>> START DATA FOR THIS EXERCISE

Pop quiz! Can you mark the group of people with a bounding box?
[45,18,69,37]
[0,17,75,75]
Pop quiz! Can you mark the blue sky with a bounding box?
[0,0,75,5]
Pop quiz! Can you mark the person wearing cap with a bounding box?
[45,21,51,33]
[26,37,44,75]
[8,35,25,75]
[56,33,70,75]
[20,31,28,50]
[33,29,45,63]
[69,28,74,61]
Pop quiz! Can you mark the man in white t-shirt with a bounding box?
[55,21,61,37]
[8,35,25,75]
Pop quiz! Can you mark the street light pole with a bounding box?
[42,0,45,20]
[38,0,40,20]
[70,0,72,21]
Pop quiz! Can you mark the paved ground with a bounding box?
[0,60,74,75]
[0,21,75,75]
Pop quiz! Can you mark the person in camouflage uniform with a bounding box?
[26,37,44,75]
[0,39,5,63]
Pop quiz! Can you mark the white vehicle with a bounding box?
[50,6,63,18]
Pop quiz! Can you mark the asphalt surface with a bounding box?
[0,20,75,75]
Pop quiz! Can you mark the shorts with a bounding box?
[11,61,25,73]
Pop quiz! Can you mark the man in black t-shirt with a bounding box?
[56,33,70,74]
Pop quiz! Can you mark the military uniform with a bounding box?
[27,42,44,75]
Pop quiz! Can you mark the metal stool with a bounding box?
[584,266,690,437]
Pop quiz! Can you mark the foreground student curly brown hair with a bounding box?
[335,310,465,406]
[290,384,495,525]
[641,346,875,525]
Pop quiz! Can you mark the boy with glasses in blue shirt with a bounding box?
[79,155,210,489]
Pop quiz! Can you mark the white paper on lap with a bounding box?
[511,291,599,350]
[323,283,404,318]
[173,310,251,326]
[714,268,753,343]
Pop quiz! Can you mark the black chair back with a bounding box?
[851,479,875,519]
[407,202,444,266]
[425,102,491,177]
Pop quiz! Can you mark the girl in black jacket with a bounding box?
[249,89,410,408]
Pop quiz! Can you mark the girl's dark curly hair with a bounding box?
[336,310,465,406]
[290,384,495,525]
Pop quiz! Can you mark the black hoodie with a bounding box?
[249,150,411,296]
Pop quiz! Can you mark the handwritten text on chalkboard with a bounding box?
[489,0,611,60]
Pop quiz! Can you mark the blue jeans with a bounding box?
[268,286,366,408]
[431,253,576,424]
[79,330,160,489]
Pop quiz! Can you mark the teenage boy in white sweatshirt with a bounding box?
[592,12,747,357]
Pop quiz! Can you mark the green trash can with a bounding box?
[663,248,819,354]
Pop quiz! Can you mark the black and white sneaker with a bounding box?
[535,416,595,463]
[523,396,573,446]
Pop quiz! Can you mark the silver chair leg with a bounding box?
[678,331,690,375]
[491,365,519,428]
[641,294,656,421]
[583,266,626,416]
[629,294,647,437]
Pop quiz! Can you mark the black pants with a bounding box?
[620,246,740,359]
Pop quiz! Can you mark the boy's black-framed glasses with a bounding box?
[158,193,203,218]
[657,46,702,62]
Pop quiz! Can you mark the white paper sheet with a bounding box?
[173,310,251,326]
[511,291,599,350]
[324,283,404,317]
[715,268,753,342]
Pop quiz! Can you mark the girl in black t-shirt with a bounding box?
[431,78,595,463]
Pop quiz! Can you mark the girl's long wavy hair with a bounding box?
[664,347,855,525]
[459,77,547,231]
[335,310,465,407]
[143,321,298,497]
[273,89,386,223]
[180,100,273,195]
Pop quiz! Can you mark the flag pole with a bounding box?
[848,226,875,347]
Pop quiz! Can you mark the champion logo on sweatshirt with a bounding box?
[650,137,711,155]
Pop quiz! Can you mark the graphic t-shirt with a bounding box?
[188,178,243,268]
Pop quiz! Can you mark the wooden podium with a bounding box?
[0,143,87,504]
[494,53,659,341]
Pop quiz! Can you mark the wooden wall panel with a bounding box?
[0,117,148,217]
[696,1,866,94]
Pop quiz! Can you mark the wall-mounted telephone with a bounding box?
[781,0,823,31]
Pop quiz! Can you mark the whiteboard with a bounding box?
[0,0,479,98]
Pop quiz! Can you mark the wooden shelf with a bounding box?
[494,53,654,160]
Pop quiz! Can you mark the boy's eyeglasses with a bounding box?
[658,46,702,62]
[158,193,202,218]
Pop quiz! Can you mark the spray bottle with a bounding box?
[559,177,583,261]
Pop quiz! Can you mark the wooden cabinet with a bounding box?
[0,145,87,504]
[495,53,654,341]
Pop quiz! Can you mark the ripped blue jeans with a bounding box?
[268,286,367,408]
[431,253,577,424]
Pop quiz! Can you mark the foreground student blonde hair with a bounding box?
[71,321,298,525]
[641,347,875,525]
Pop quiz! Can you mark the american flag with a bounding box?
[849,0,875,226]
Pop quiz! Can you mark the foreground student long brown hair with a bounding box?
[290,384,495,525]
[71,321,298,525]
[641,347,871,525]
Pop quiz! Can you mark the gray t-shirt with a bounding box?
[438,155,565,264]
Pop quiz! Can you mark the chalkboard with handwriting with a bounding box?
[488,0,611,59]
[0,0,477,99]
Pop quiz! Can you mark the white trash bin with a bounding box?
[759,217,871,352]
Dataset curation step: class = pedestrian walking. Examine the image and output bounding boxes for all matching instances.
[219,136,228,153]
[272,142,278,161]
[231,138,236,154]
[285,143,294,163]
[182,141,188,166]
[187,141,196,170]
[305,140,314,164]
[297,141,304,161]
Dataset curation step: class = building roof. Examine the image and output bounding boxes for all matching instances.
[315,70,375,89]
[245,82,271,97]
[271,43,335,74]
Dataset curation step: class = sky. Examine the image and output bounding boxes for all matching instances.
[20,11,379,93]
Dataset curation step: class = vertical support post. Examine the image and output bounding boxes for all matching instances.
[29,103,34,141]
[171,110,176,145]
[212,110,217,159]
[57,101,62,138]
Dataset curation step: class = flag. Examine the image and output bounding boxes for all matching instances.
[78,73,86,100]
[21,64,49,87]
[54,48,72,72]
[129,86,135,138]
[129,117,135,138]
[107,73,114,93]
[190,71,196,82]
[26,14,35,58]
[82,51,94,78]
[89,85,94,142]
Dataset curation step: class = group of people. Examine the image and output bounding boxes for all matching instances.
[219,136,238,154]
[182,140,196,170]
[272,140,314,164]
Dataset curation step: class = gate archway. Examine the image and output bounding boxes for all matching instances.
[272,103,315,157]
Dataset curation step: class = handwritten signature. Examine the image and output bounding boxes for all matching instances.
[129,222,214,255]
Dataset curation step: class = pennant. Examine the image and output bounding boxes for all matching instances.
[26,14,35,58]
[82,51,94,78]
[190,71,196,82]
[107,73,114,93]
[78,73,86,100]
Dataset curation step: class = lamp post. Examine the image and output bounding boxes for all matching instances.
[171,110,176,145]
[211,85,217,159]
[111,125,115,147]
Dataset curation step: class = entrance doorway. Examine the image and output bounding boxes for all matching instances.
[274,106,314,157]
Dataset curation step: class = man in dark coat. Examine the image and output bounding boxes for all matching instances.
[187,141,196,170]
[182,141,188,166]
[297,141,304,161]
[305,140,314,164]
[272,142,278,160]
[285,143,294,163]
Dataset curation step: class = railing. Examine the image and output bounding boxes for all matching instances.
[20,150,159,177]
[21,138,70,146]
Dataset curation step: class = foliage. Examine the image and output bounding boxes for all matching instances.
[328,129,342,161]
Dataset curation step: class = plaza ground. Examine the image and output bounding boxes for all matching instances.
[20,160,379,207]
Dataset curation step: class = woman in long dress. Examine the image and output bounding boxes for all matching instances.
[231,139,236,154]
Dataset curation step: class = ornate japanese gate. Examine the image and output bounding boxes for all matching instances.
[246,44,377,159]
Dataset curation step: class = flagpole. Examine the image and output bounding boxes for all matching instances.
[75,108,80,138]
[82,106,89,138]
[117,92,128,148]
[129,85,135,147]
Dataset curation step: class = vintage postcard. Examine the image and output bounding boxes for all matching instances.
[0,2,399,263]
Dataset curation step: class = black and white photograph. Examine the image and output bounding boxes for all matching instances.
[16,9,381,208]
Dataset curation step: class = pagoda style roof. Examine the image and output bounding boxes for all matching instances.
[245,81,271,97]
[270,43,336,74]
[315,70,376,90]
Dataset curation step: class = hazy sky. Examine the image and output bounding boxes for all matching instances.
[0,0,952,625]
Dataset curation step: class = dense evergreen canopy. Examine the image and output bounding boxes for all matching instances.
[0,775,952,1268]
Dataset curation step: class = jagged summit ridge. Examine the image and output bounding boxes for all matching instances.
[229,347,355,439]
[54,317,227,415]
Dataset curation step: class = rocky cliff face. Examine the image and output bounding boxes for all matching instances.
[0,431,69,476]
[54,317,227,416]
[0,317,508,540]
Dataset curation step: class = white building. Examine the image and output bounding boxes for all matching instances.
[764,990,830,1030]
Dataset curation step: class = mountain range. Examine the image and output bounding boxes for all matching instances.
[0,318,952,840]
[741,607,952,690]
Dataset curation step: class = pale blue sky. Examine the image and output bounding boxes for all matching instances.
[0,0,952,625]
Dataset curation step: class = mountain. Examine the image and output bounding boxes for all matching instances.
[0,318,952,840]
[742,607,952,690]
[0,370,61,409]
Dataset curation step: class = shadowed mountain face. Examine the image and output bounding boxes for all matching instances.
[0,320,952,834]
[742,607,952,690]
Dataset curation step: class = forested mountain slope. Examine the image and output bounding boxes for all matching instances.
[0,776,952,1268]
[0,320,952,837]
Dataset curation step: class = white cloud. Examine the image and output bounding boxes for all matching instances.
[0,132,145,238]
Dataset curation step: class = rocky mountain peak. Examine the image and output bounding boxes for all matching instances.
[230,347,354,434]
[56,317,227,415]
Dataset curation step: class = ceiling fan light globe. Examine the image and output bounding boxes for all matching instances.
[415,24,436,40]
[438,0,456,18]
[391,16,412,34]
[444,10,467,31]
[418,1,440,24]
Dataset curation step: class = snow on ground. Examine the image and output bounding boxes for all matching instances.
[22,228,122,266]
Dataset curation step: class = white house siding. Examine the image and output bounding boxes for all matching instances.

>> END DATA FOR THIS EXERCISE

> [OBJECTIVE] Edit everything from the line containing "Dataset curation step: class = vertical" down to the line containing "[272,140,314,164]", putting "banner" in place of "flag" and keeping all else the same.

> [ANSWER TO THE EXERCISE]
Dataset curation step: class = vertical support post. Examine the image and output bounding boxes for all matching instances.
[29,103,34,141]
[171,110,176,145]
[212,110,217,159]
[57,101,62,138]
Dataset curation step: class = banner. Examine the image and output bounding boxes for all matching instances.
[78,73,86,100]
[21,64,49,87]
[54,48,72,72]
[129,86,135,138]
[129,117,135,138]
[107,73,114,93]
[190,71,196,82]
[26,14,35,58]
[82,51,94,78]
[89,85,94,142]
Dataset curation step: class = group of people. Examine the image and output bounding boxes for all matching instances.
[219,136,238,154]
[182,140,196,170]
[272,140,314,164]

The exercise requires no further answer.